EXERCISE OBJECTIVE
Copy the stretch from the start of the records through the line containing "Draw the outline of every instance of the cab", substituting "outlined" for "traced" and leaving everything else unchanged. Omit the pictures from your copy.

Recorded data:

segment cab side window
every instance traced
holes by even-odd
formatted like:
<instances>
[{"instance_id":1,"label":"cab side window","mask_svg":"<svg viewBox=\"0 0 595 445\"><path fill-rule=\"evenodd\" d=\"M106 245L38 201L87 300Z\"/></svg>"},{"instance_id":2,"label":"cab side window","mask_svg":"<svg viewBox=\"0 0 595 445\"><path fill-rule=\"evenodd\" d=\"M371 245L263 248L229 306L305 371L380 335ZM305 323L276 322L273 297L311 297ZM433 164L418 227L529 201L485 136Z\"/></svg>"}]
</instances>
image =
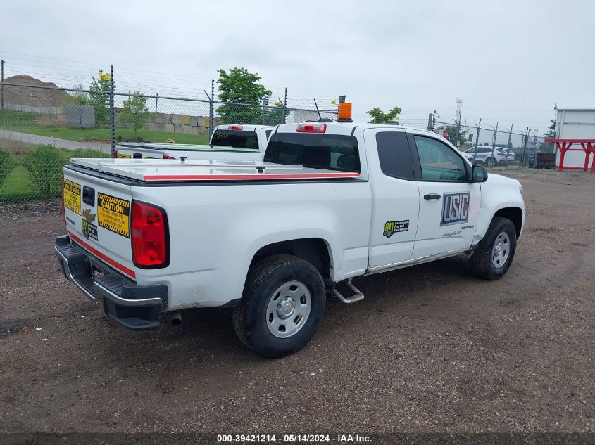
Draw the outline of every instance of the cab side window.
<instances>
[{"instance_id":1,"label":"cab side window","mask_svg":"<svg viewBox=\"0 0 595 445\"><path fill-rule=\"evenodd\" d=\"M421 164L422 181L462 181L465 161L446 144L433 138L414 136Z\"/></svg>"},{"instance_id":2,"label":"cab side window","mask_svg":"<svg viewBox=\"0 0 595 445\"><path fill-rule=\"evenodd\" d=\"M405 133L377 133L376 146L378 148L378 158L382 173L394 178L413 179L413 161Z\"/></svg>"}]
</instances>

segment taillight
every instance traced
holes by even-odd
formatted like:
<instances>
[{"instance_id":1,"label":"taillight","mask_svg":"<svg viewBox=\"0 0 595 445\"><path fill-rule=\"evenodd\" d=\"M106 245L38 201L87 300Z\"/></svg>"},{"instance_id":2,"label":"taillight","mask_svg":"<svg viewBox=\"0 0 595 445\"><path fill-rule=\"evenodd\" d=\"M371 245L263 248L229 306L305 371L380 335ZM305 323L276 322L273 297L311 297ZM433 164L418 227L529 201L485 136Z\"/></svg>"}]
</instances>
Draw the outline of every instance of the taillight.
<instances>
[{"instance_id":1,"label":"taillight","mask_svg":"<svg viewBox=\"0 0 595 445\"><path fill-rule=\"evenodd\" d=\"M168 266L170 259L165 210L133 202L131 226L134 266L147 269Z\"/></svg>"},{"instance_id":2,"label":"taillight","mask_svg":"<svg viewBox=\"0 0 595 445\"><path fill-rule=\"evenodd\" d=\"M325 133L327 131L326 124L298 124L298 133Z\"/></svg>"}]
</instances>

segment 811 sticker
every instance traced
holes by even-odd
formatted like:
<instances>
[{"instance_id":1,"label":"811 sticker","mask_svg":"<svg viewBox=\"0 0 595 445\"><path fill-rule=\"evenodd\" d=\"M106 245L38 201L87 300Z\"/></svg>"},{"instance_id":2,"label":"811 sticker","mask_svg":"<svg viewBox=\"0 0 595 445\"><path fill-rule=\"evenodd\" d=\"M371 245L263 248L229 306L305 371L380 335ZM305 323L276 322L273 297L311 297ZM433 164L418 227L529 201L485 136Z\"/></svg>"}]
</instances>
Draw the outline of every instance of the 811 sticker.
<instances>
[{"instance_id":1,"label":"811 sticker","mask_svg":"<svg viewBox=\"0 0 595 445\"><path fill-rule=\"evenodd\" d=\"M97 224L115 233L130 238L130 202L97 193Z\"/></svg>"},{"instance_id":2,"label":"811 sticker","mask_svg":"<svg viewBox=\"0 0 595 445\"><path fill-rule=\"evenodd\" d=\"M403 221L387 221L384 223L384 231L382 235L387 238L390 238L393 233L396 232L406 232L409 230L409 220L403 219Z\"/></svg>"},{"instance_id":3,"label":"811 sticker","mask_svg":"<svg viewBox=\"0 0 595 445\"><path fill-rule=\"evenodd\" d=\"M64 179L64 207L80 214L80 184Z\"/></svg>"}]
</instances>

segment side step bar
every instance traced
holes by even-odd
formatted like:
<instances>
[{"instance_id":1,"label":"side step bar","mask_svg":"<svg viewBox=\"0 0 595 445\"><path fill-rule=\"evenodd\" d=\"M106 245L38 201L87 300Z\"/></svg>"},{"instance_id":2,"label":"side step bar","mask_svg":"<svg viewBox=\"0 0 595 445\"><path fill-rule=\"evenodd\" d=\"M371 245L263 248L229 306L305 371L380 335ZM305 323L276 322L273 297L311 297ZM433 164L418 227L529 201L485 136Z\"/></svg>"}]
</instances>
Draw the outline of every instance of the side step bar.
<instances>
[{"instance_id":1,"label":"side step bar","mask_svg":"<svg viewBox=\"0 0 595 445\"><path fill-rule=\"evenodd\" d=\"M339 299L340 299L344 303L349 304L349 303L355 303L356 302L360 302L363 299L363 294L361 291L356 288L353 284L351 284L351 278L349 278L346 283L347 287L349 288L351 290L353 290L355 294L351 295L351 297L348 297L345 298L343 295L341 295L337 289L334 289L332 291L332 296L337 297Z\"/></svg>"}]
</instances>

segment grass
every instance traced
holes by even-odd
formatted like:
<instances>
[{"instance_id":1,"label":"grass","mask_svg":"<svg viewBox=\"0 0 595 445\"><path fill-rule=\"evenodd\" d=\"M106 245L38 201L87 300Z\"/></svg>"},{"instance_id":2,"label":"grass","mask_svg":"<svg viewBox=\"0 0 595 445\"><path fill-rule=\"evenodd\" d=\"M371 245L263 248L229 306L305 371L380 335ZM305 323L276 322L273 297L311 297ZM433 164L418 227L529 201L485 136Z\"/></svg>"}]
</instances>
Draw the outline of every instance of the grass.
<instances>
[{"instance_id":1,"label":"grass","mask_svg":"<svg viewBox=\"0 0 595 445\"><path fill-rule=\"evenodd\" d=\"M53 115L11 110L0 110L0 128L2 129L78 142L92 140L109 143L108 128L68 127L64 127L64 121L60 121L56 116ZM123 141L140 138L149 142L165 142L167 139L173 139L177 143L201 144L208 142L207 136L175 131L140 130L135 136L134 130L126 128L116 128L115 136L120 138Z\"/></svg>"},{"instance_id":2,"label":"grass","mask_svg":"<svg viewBox=\"0 0 595 445\"><path fill-rule=\"evenodd\" d=\"M0 122L1 124L1 122ZM78 142L84 141L103 141L109 143L110 131L107 128L72 128L67 127L33 127L30 125L11 125L4 126L6 129L20 133L28 133L39 136L53 136L68 141ZM175 133L173 131L149 131L140 130L134 136L134 130L125 128L115 129L116 138L121 138L123 141L140 138L143 141L150 142L165 142L167 139L173 139L176 143L208 143L208 136L185 133Z\"/></svg>"},{"instance_id":3,"label":"grass","mask_svg":"<svg viewBox=\"0 0 595 445\"><path fill-rule=\"evenodd\" d=\"M13 141L0 140L0 148L8 150L15 155L16 166L8 174L0 186L0 202L20 202L35 199L49 198L43 196L31 180L29 172L20 162L25 154L35 146ZM106 157L108 155L100 151L90 150L67 150L58 148L62 153L64 163L71 157Z\"/></svg>"}]
</instances>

SOLVED EXERCISE
segment cab side window
every instance outlined
holes by even-odd
formatted like:
<instances>
[{"instance_id":1,"label":"cab side window","mask_svg":"<svg viewBox=\"0 0 595 445\"><path fill-rule=\"evenodd\" d=\"M106 245L38 201L87 300Z\"/></svg>"},{"instance_id":2,"label":"cab side window","mask_svg":"<svg viewBox=\"0 0 595 445\"><path fill-rule=\"evenodd\" d=\"M371 245L263 248L229 306L305 371L380 335ZM305 323L276 322L273 297L311 297ZM433 164L418 227L529 201L485 136Z\"/></svg>"}]
</instances>
image =
Draw the outline of every instance of the cab side window.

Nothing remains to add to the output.